- _DO THIS_:
Pick out every line in the records below that contains the string "tail" with matching case, and copy each of those lines.

- _RECORDS SHOWN_:
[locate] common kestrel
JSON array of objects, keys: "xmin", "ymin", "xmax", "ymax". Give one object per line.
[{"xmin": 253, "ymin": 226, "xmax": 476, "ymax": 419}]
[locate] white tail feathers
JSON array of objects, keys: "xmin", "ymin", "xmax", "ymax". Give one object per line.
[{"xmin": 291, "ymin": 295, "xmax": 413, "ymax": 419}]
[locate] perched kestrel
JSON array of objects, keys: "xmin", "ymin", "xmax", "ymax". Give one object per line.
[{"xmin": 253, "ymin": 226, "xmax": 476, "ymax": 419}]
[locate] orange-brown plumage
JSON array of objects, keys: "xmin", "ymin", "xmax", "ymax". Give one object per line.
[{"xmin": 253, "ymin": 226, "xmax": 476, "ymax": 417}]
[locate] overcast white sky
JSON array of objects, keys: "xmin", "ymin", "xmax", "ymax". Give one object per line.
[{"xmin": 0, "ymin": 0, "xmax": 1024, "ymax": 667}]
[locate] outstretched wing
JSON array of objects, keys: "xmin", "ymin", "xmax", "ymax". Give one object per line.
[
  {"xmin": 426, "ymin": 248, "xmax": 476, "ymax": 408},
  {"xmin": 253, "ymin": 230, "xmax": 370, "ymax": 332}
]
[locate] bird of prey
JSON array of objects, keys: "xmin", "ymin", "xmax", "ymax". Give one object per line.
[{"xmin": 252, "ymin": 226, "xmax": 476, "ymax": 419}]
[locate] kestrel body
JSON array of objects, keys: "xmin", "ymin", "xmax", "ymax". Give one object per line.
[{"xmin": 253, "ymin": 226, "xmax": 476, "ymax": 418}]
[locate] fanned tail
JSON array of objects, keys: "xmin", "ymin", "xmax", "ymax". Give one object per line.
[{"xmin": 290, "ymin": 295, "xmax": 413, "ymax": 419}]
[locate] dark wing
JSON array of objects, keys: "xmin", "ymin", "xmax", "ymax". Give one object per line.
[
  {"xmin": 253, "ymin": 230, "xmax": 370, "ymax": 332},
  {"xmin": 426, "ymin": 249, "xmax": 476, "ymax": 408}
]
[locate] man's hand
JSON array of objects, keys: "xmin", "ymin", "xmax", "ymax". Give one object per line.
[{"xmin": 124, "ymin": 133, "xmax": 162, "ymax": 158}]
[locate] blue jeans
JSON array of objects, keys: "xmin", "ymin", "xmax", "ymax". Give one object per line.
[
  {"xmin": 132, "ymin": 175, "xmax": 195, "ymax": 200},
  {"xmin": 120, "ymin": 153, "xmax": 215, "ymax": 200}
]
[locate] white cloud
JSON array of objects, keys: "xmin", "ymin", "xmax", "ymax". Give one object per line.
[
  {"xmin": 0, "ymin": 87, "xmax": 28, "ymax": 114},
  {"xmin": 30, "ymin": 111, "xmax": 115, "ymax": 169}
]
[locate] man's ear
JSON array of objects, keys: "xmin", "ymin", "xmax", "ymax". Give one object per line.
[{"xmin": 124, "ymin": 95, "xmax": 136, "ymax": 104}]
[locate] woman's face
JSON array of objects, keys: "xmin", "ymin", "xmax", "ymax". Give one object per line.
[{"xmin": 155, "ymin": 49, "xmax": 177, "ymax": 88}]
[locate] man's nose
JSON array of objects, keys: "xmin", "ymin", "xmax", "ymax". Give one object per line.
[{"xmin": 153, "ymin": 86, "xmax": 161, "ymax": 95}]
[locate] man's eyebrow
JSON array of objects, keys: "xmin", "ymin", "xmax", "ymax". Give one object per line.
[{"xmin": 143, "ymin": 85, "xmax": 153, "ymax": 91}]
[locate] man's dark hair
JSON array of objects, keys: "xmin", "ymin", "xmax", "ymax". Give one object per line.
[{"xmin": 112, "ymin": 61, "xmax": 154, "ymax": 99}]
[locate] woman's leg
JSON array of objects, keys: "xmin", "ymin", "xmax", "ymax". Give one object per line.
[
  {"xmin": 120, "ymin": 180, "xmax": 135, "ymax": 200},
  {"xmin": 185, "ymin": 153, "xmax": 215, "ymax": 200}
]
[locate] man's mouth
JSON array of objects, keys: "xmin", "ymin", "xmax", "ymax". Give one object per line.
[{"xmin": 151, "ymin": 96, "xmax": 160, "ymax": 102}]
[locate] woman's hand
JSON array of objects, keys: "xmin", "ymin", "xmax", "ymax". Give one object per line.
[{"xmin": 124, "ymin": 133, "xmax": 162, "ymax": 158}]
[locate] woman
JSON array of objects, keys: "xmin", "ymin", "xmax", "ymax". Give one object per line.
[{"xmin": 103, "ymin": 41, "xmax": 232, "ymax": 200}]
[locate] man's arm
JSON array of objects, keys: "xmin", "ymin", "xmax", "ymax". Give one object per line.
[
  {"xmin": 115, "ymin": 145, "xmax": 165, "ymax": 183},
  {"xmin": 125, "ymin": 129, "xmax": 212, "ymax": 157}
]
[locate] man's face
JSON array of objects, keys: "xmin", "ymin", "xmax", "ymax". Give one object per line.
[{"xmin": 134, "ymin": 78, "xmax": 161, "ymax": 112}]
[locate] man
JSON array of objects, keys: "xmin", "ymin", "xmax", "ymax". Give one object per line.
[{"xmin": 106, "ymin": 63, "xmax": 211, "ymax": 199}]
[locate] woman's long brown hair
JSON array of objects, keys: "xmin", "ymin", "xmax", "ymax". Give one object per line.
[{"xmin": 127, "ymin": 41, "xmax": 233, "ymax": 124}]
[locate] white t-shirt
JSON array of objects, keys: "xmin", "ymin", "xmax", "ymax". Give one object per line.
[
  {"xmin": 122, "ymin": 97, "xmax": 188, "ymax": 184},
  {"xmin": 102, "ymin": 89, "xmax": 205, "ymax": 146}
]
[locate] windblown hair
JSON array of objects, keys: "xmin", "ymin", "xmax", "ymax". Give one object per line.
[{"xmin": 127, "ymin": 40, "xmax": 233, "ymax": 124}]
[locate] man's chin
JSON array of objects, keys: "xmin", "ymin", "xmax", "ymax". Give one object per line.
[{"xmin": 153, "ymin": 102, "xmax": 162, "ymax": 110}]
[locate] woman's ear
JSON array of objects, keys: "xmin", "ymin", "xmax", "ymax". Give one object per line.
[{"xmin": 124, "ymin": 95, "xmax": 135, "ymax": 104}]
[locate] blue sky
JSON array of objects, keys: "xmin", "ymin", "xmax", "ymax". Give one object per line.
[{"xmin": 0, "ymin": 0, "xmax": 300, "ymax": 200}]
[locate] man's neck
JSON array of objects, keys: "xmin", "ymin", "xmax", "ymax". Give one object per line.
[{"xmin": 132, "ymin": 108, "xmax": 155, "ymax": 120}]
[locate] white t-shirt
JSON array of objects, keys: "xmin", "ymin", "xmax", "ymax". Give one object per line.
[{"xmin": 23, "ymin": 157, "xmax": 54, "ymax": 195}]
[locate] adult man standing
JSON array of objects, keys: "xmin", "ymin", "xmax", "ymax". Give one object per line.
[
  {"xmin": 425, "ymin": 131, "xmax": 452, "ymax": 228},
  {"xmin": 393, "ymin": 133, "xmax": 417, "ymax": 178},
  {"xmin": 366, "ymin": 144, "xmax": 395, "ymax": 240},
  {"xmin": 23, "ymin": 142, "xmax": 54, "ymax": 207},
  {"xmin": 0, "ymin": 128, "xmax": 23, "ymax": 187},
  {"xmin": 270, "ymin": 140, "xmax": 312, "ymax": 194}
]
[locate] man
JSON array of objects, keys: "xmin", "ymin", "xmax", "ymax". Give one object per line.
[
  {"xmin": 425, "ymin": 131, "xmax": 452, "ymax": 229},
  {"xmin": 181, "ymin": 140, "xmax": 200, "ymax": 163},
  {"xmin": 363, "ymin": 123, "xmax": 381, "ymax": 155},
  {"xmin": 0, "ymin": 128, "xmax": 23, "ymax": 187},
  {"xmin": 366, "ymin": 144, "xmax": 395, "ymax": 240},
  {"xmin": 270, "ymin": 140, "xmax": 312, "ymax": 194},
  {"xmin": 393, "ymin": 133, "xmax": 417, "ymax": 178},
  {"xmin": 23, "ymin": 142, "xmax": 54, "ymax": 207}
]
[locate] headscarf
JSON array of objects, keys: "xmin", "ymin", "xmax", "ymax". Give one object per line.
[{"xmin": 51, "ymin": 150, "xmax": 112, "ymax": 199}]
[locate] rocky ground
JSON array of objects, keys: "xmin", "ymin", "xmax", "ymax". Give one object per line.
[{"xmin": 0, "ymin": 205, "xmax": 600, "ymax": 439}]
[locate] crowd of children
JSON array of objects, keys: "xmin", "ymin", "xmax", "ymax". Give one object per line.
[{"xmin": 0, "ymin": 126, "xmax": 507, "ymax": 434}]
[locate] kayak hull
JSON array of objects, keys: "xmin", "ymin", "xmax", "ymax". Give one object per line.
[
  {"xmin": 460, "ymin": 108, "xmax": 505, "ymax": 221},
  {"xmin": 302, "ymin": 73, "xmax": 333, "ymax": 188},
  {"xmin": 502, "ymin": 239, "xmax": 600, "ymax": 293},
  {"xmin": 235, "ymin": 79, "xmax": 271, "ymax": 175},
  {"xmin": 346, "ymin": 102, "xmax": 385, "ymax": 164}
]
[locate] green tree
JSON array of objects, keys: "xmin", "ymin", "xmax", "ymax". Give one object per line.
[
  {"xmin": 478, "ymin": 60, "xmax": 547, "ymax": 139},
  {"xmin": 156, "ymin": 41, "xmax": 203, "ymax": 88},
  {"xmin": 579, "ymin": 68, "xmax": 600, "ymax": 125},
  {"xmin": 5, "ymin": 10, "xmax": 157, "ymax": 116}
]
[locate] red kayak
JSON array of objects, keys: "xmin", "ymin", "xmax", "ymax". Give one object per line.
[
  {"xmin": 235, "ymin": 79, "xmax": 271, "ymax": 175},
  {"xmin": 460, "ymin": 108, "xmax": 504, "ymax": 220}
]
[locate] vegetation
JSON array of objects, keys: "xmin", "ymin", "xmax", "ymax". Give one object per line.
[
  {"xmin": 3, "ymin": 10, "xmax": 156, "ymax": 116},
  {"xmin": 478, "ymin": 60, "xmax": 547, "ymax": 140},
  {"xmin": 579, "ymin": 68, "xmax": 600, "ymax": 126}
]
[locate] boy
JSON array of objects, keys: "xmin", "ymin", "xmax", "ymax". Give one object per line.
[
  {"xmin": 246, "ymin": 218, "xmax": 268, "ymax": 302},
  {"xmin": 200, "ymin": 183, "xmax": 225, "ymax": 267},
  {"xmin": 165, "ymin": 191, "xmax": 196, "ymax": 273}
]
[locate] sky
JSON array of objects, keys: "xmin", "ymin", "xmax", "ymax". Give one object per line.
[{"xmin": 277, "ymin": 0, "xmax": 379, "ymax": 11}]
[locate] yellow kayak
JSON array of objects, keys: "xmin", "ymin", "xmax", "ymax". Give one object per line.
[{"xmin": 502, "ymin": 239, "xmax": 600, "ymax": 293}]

- _RIGHT ANSWER_:
[locate] white tail feathers
[locate] fanned tail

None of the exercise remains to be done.